İyi bir kurumsal yönetimin vazgeçilmez parçaları; Şirketin ekonomik faaliyetlerindeki performansı hakkındaki bilgilerin kapsamlı ve detaylı olarak, gerçeğe uygun, doğru ve zamanında açıklanması, iç denetim kültürü, bağımsız dış denetim yapılması ve şirket yönetim kurulunun gözetim altında tutulması gibi faktörlerdir. Kurumsal yönetim anlayışı sadece pay sahiplerinin değil, diğer paydaşların da haklarını kapsamlı bir şekilde korumayı amaçlamaktadır. Kurumsal yönetimin ve kurumsal raporlamanın, Türkiye gibi tasarruf oranı düşük ve ekonominin büyüyebilmesi için fon ihtiyacı olan gelişmekte olan ülkeler için ayrı bir önemi vardır. Ekonominin gelişebilmesi için iç finansman kaynaklarının yetersiz olduğu bir ortamda kaynak ihtiyacını karşılamanın bir diğer yolu dış kaynaklara başvurmaktır. Bunu sağlamanın yolu ise ülkenin yatırım ortamının iyileştirilmesi ve hukuki düzenlemelerin yabancı yatırımcılar için uygun hale getirilmesidir. Bunun için gerekli yasal düzenlemelerin yapılması ve şirketlerin şeffaflığını artırıcı tedbirlerin alınması gerekmektedir.
Kurumsal Yönetimin Amaçları
- Kurumsal yönetimin amaçları araştırmalar bağlamında değişiklik gösterse de Organizasyon ve Yönetim Bilimleri Dergisi ve birçok önemli kurumun da kabul gördüğü amaçlar şu şekildedir:
- Şirket üst yönetiminin sahip olduğu güç ve yetkilerin keyfi kullanımının engellenmesi; bir başka ifadeyle yönetimin güç ve yetkilerini kötüye kullanarak kendilerine özel menfaatler sağlamalarının ortadan kaldırılması.
- Yatırımcı haklarının korunması.
- Şirket hissedarlarının adil ve eşit muameleye tabi tutulmasının sağlanması.
- Şirketle doğrudan ilişki içerisinde bulunan menfaat sahiplerinin haklarının korunması ve güvence altına alınması, bu çerçevede örneğin, azınlık haklarının korunması.
- Şirket faaliyetleri ve finansal durumu ile ilgili olarak kamuoyunun aydınlatılması ve şeffaflığın sağlanması, bu çerçevede hisse senetleri borsada işlem gören şirketlerin şeffaf olmaları ve kurumsal yatırımcılar ve diğer paydaşlar için önem taşıyan bilgiyi zamanında ve eksiksiz kamuoyuna açıklamaları.
- Yönetim kurulunun sorumluluklarının açık olarak belirlenmesi.

Veri Bloğu:
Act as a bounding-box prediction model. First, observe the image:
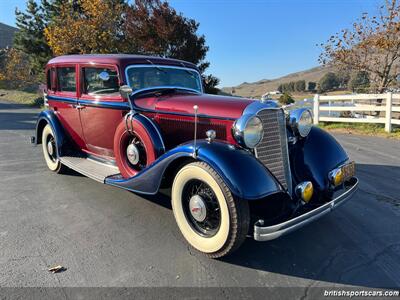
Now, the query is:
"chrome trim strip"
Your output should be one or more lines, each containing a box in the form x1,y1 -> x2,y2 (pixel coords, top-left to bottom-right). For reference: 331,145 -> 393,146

Gereksinimler:
a – Yukarıdaki kurumsal yönetim metnine göre aşağıdaki soruları yanıtlayın:
(i) Kurumsal yönetim anlayışı kimlerin haklarını korumayı amaçlar?
(ii) Dış kaynaklara başvurmayı sağlamanın yolu nedir?
(iii) Azınlık haklarının korunması hangi amaç çerçevesinde örnek olarak verilir?
b – Kurumsal yönetim metninde "- Şirket hissedarlarının" ile "azınlık haklarının korunması." arasındaki bölümü, her iki ifade de dahil olmak üzere aynen yazın.
c – Kurumsal yönetim metnini bittiği yerden devam ettirin.

Görev Bazında Sonuçlar:
a –
(i) Yalnızca pay sahiplerinin değil, diğer paydaşların da haklarını korumayı amaçlar.
(ii) Ülkenin yatırım ortamının iyileştirilmesi ve hukuki düzenlemelerin yabancı yatırımcılar için uygun hale getirilmesidir.
(iii) Şirketle doğrudan ilişki içerisinde bulunan menfaat sahiplerinin haklarının korunması ve güvence altına alınması amacı çerçevesinde verilir.

b –
- Şirket hissedarlarının adil ve eşit muameleye tabi tutulmasının sağlanması.
- Şirketle doğrudan ilişki içerisinde bulunan menfaat sahiplerinin haklarının korunması ve güvence altına alınması, bu çerçevede örneğin, azınlık haklarının korunması.

c –
- Şirket üst yönetiminin karar ve eylemleri dolayısıyla hissedarlara ve diğer paydaşlara hesap verme yükümlülüğünün temin edilmesi.
Kurumsal Yönetim İşleyişi ve İlkeleri
Küreselleşen dünya ve uluslararası sermaye hareketlerinin hız kazanması, uluslararası sermaye hareketlerinin haraketlilik kazanması neticesinde kurumsal yatırımlar yatırım yaptıkları ülkede ve yatırım yapacakları şirkette daha fazla güven ve istikrar aramaya başlamışlardır. Günümüzde yatırımcılar hisse senedi yatırımı yaparken sadece kendi ülkelerindeki şirketler ile sınırlı kalmamakta, dünyanın her köşesindeki yatırım araçları ile ilgilenmektedirler. Bu durumun gelişen piyasalara etkisi ise, verimliliğin, yatırımların, gelirin ve ihracatın artması ile finans piyasalarının derinleşmesi, gelişen piyasalara uluslararası sermaye akışının hızlanması olmaktadır.
OECD’ nin bir referans kaynağı olarak yayınlamış olduğu kurumsal yönetim ilkeleri, hükümetler açısından bağlayıcı bir özellik taşımamaktadır. Fakat bütün devletlere, hükümetlerinde kurumsal yönetim ile ilgili yasal çerçeve oluşturarak, geliştirmek amaçlanmıştır. Bu ilkelerle ayrıca, borsa, potansiyel yatırımcılar tüm ilgili taraflara da yol göstermek hedeflenmektedir. Kurumsal yönetim ilkeleri, hisse senetli borsada işlem gören anonim şirketler yanında, küçük ve orta ölçekli aile şirketlerine, kamu kurumları ve dernekler gibi şirket niteliği olan veya olmayan tüm tüzel kuruluşlara, iyi bir kurumsal yönetim anlayışı oluşturabilmeleri için rehberlik görevi yapmaktadır.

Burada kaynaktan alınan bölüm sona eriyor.